**YOUR ASSIGNMENT**
After finding the line with "Teacher note: indicate the white egg" in the entries below, copy that line and each one after it exactly, through the last line, and omit pictures.

*** TASK INPUT ***

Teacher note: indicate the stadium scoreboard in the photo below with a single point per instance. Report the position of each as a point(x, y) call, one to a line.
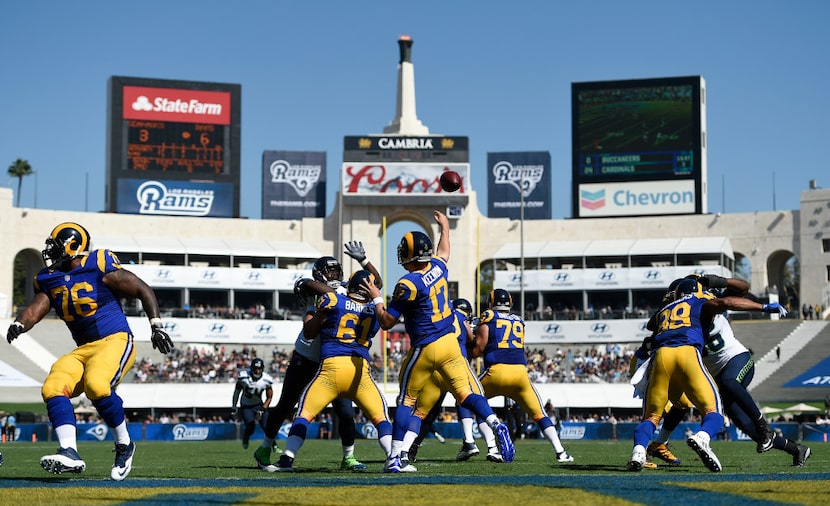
point(639, 132)
point(183, 132)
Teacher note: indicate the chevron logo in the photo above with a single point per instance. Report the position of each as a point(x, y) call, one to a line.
point(592, 200)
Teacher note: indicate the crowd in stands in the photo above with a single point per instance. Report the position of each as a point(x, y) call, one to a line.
point(217, 364)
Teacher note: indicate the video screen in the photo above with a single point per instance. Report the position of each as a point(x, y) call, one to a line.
point(634, 130)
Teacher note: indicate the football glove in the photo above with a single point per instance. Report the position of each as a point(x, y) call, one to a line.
point(356, 250)
point(775, 308)
point(15, 329)
point(161, 341)
point(713, 281)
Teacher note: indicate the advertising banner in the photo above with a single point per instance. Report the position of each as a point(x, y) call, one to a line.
point(411, 179)
point(637, 199)
point(586, 331)
point(204, 330)
point(519, 179)
point(293, 185)
point(175, 198)
point(237, 278)
point(599, 279)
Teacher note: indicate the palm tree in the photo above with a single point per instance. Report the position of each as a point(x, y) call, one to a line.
point(18, 169)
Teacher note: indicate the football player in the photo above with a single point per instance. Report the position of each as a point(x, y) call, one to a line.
point(677, 367)
point(731, 364)
point(327, 275)
point(345, 325)
point(464, 314)
point(422, 298)
point(84, 287)
point(499, 338)
point(250, 386)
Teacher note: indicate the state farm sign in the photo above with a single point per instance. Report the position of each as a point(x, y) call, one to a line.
point(177, 105)
point(399, 178)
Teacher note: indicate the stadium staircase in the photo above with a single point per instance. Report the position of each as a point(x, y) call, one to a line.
point(801, 349)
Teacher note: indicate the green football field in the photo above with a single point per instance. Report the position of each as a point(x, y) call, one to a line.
point(221, 472)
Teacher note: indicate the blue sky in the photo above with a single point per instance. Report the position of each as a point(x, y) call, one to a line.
point(497, 72)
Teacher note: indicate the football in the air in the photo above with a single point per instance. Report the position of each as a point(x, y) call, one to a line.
point(450, 181)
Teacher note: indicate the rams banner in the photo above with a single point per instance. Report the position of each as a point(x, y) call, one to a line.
point(175, 198)
point(293, 185)
point(516, 179)
point(384, 179)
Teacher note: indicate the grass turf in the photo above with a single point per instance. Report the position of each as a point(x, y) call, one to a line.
point(221, 472)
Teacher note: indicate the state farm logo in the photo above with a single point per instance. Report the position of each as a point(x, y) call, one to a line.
point(162, 104)
point(175, 104)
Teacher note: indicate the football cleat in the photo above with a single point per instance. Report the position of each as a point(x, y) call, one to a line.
point(467, 451)
point(493, 455)
point(766, 434)
point(700, 444)
point(800, 458)
point(392, 465)
point(66, 460)
point(662, 452)
point(637, 460)
point(506, 448)
point(351, 463)
point(564, 457)
point(123, 461)
point(413, 452)
point(285, 464)
point(262, 456)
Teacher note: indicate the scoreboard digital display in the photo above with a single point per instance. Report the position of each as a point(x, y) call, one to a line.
point(644, 130)
point(177, 131)
point(166, 146)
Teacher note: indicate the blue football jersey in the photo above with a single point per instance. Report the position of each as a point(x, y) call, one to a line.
point(506, 341)
point(678, 323)
point(348, 328)
point(82, 300)
point(423, 298)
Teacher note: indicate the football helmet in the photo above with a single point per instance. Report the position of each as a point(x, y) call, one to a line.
point(686, 286)
point(464, 306)
point(414, 247)
point(257, 368)
point(67, 241)
point(328, 270)
point(356, 289)
point(500, 300)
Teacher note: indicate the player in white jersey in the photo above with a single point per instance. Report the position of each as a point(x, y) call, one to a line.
point(250, 386)
point(305, 360)
point(730, 364)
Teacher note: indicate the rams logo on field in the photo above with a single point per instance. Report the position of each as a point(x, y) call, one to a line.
point(98, 431)
point(182, 432)
point(572, 432)
point(369, 431)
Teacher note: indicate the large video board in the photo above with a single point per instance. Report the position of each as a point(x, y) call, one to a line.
point(638, 131)
point(182, 136)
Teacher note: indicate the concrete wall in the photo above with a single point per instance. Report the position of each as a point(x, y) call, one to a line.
point(766, 238)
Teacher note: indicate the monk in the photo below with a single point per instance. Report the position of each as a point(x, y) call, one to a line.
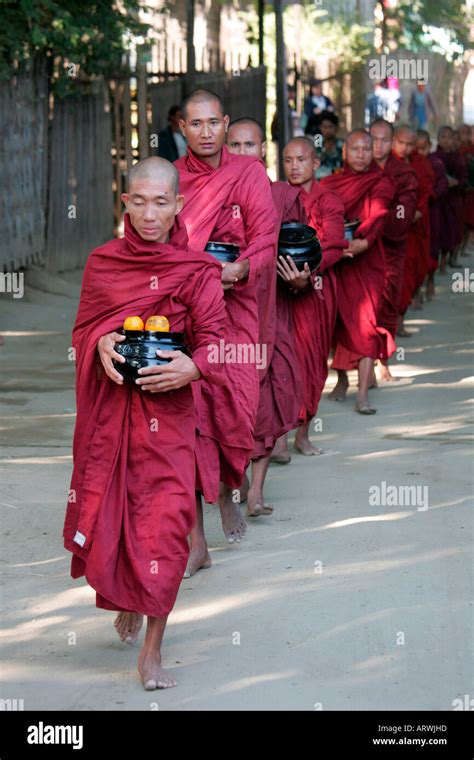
point(280, 388)
point(418, 241)
point(228, 198)
point(396, 228)
point(440, 188)
point(466, 149)
point(361, 276)
point(131, 504)
point(313, 295)
point(452, 210)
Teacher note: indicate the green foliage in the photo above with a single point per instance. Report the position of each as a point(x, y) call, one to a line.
point(410, 25)
point(90, 35)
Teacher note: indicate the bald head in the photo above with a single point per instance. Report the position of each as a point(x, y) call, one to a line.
point(300, 162)
point(152, 200)
point(246, 137)
point(381, 132)
point(404, 141)
point(358, 150)
point(153, 168)
point(199, 97)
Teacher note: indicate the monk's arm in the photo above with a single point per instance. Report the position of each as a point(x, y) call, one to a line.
point(208, 316)
point(380, 200)
point(332, 243)
point(260, 219)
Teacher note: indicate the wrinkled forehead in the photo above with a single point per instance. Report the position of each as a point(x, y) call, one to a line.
point(244, 133)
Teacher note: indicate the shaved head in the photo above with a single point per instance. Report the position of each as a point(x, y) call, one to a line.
point(404, 141)
point(202, 96)
point(305, 143)
point(152, 200)
point(358, 150)
point(247, 121)
point(404, 129)
point(357, 134)
point(154, 168)
point(300, 162)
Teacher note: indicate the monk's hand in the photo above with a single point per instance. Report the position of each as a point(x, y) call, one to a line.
point(291, 274)
point(356, 246)
point(232, 273)
point(106, 350)
point(168, 377)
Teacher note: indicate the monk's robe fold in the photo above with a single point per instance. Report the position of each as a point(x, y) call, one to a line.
point(361, 280)
point(452, 209)
point(280, 389)
point(233, 204)
point(132, 498)
point(315, 309)
point(437, 199)
point(394, 237)
point(467, 154)
point(418, 241)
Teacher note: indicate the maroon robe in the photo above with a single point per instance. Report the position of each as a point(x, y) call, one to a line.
point(440, 188)
point(315, 310)
point(281, 388)
point(418, 241)
point(394, 237)
point(233, 204)
point(132, 498)
point(452, 209)
point(361, 280)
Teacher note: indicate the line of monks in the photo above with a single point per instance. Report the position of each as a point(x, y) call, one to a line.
point(147, 457)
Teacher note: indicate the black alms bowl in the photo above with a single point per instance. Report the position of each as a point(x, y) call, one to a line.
point(350, 227)
point(301, 243)
point(227, 253)
point(140, 347)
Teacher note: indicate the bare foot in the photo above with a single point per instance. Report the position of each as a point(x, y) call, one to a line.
point(128, 626)
point(199, 559)
point(305, 447)
point(152, 674)
point(385, 374)
point(256, 506)
point(233, 524)
point(339, 391)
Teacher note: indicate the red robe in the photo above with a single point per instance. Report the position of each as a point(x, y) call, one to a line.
point(132, 500)
point(361, 280)
point(418, 241)
point(440, 188)
point(233, 204)
point(281, 388)
point(467, 153)
point(315, 310)
point(452, 210)
point(394, 237)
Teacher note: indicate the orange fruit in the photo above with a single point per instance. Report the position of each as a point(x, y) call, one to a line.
point(157, 322)
point(133, 323)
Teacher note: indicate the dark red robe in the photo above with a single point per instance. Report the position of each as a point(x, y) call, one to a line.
point(361, 280)
point(467, 153)
point(394, 237)
point(418, 242)
point(233, 204)
point(315, 310)
point(440, 188)
point(281, 388)
point(132, 499)
point(452, 209)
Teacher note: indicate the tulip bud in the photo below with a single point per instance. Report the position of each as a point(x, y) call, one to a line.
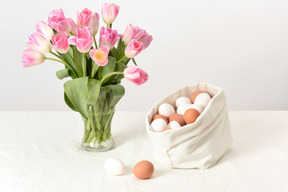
point(128, 35)
point(31, 57)
point(109, 12)
point(100, 56)
point(133, 48)
point(60, 43)
point(108, 37)
point(135, 75)
point(83, 41)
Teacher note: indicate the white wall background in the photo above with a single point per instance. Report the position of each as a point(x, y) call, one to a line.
point(241, 46)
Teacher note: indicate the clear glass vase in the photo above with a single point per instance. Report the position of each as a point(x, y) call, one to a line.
point(97, 127)
point(97, 132)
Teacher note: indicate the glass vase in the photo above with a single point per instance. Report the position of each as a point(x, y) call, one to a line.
point(97, 127)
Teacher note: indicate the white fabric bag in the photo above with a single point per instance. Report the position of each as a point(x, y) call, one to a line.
point(198, 145)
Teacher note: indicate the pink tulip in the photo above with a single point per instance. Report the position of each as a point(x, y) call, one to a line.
point(109, 12)
point(39, 43)
point(31, 57)
point(129, 34)
point(144, 37)
point(100, 56)
point(83, 41)
point(44, 30)
point(73, 26)
point(88, 19)
point(84, 18)
point(135, 75)
point(134, 32)
point(58, 21)
point(60, 43)
point(133, 48)
point(94, 23)
point(108, 37)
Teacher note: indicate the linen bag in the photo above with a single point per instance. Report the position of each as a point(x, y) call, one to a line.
point(198, 145)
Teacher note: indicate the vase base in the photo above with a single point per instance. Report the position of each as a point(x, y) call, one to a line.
point(95, 147)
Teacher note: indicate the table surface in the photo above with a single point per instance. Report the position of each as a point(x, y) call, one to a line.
point(40, 151)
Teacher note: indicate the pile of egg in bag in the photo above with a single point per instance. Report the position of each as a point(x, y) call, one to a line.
point(186, 112)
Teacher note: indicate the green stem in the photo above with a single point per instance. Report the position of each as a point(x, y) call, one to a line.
point(95, 43)
point(134, 61)
point(94, 70)
point(62, 61)
point(123, 58)
point(73, 62)
point(84, 65)
point(55, 55)
point(108, 75)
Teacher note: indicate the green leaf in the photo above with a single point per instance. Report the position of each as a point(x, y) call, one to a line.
point(77, 90)
point(93, 91)
point(63, 73)
point(108, 68)
point(68, 102)
point(120, 46)
point(78, 60)
point(117, 92)
point(114, 52)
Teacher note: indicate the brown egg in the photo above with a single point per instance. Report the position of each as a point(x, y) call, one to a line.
point(143, 169)
point(158, 116)
point(177, 117)
point(166, 129)
point(195, 94)
point(191, 115)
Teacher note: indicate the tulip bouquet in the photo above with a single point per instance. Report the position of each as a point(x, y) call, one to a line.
point(96, 72)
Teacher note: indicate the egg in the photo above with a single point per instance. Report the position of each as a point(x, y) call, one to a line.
point(143, 169)
point(197, 107)
point(166, 109)
point(195, 94)
point(173, 125)
point(191, 115)
point(182, 100)
point(203, 99)
point(177, 117)
point(182, 108)
point(158, 116)
point(166, 129)
point(114, 166)
point(158, 125)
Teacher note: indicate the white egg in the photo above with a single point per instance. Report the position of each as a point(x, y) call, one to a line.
point(198, 107)
point(114, 166)
point(158, 125)
point(182, 100)
point(166, 109)
point(174, 124)
point(203, 99)
point(182, 108)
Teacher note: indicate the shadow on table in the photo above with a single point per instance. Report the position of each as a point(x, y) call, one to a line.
point(248, 143)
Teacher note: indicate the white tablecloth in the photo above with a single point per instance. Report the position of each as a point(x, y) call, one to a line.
point(40, 151)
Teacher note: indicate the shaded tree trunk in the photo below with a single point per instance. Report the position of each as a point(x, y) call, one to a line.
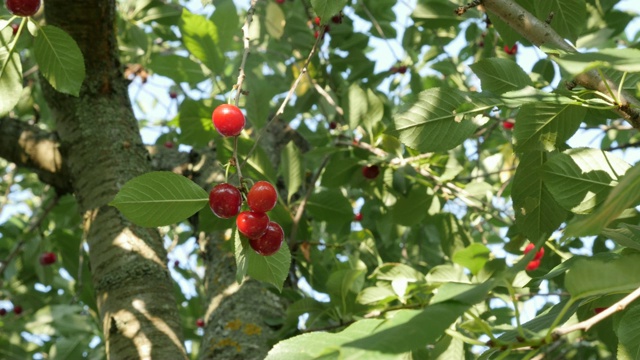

*** End of TASK INPUT ***

**RESPONSE FOR THIS EXERCISE**
Teacher note: indicate the white egg in the photo above with a single point per instance. Report the position of each as a point(x, y) call, one to a line.
point(198, 107)
point(114, 166)
point(158, 125)
point(182, 100)
point(166, 109)
point(174, 124)
point(203, 99)
point(182, 108)
Teacher note: indicate the shadow on table in the photo above with a single point per instance. Report the position of each as a point(x, y) call, one to a line.
point(248, 143)
Teacher note: indicate the white tablecloth in the photo above with a single point per instance. Report the position of each as a point(x, y) call, one to a line.
point(40, 151)
Teacher note: indicate the shaded tree trunk in the photo below with a single point per instance. Report the position of each as a point(x, y) call, one to a line.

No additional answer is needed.